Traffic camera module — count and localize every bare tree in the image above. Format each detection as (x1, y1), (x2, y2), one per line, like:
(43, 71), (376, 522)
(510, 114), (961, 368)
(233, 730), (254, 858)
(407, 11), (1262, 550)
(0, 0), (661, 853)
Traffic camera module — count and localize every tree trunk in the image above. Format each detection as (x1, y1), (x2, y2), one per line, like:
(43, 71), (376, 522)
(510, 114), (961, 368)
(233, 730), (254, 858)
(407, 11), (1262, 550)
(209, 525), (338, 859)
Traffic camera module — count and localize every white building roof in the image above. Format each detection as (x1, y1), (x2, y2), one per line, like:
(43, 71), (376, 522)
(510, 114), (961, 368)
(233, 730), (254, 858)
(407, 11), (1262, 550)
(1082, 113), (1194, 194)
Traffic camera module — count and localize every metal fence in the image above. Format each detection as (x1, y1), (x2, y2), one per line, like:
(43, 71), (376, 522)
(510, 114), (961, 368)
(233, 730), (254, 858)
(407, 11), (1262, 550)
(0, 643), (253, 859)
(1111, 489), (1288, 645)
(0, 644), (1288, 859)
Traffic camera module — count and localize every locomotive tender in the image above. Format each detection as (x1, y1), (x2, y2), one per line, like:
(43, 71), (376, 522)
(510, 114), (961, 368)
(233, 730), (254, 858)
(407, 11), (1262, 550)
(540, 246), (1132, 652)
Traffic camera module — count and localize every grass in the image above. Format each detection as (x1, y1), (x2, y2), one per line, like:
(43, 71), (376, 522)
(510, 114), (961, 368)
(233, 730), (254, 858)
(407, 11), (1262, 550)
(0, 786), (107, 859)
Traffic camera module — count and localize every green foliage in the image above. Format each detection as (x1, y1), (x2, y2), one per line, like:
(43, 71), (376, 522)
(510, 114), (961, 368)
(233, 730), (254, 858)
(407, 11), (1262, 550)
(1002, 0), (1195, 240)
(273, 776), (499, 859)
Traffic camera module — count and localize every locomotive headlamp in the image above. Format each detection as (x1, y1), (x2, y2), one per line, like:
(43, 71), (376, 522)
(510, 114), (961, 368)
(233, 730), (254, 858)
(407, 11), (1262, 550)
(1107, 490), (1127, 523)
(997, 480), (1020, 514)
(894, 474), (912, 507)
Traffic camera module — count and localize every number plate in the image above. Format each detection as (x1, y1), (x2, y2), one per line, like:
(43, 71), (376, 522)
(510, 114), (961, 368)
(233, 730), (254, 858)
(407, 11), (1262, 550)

=====

◆ SET TASK ◆
Please render each line of the listing above as a JSON list of strings, one string per line, with blank lines left out.

◆ WRITTEN ANSWER ◆
[
  "Traffic camera module — count and localize every bare tree in the image above. Format each detection as (x1, y1), (x2, y2), one per line, like:",
  "(43, 71), (376, 522)",
  "(510, 114), (961, 368)",
  "(233, 730), (254, 858)",
  "(407, 11), (1262, 550)",
  "(0, 0), (661, 853)",
  "Traffic camera module — count and localize every tree trunk in the image above. Format each detection as (x1, y1), (x2, y2), one per line, like:",
  "(43, 71), (376, 522)",
  "(510, 114), (961, 368)",
  "(233, 730), (254, 858)",
  "(407, 11), (1262, 550)",
  "(209, 525), (338, 859)",
  "Traffic camera module — count and localize every white building roof in the image above. Format each detection as (x1, y1), (x2, y2), one per line, like:",
  "(43, 71), (376, 522)",
  "(510, 114), (961, 368)",
  "(233, 730), (254, 858)",
  "(407, 11), (1262, 550)",
  "(1082, 113), (1194, 194)",
  "Traffic camera module — count and localize every metal fence in the image above. Format each detection as (x1, y1), (x2, y2), one per line, like:",
  "(43, 71), (376, 522)",
  "(510, 114), (961, 368)",
  "(233, 730), (254, 858)",
  "(407, 11), (1262, 550)",
  "(0, 643), (253, 859)",
  "(1111, 489), (1288, 645)",
  "(0, 644), (1288, 859)",
  "Traffic camera module — count and localize every locomotive tender in the image above. Format each detection as (x1, y1), (x2, y2), one per line, like:",
  "(43, 71), (376, 522)",
  "(510, 114), (961, 368)",
  "(233, 730), (254, 858)",
  "(407, 11), (1262, 550)",
  "(540, 246), (1132, 652)",
  "Traffic camera module — count and localize every grass in the image above. Format each detection as (x1, y1), (x2, y2), one per line, like:",
  "(43, 71), (376, 522)",
  "(510, 114), (961, 368)",
  "(233, 730), (254, 858)",
  "(407, 11), (1262, 550)",
  "(0, 786), (107, 859)",
  "Traffic camera module — count and localize every green foliage in the image above. Format each detection as (x1, y1), (x2, y2), one per line, like:",
  "(43, 71), (376, 522)",
  "(510, 114), (961, 368)",
  "(233, 730), (254, 858)",
  "(407, 11), (1262, 550)",
  "(1002, 0), (1195, 240)",
  "(273, 776), (499, 859)",
  "Traffic camera module — count and localize every locomotive headlamp in the image above. Format each detection as (x1, y1), (x2, y2), one per line, like:",
  "(43, 71), (376, 522)",
  "(510, 114), (961, 368)",
  "(233, 730), (254, 858)",
  "(407, 11), (1262, 550)",
  "(1107, 490), (1127, 523)",
  "(997, 480), (1020, 514)",
  "(894, 474), (912, 507)",
  "Traffic camera module — count and localize every number plate in the image above. Format each detection as (x1, y1), (x2, y2), one per line, like:",
  "(43, 71), (376, 522)",
  "(510, 114), (961, 368)",
  "(233, 730), (254, 858)",
  "(407, 11), (1262, 550)"
]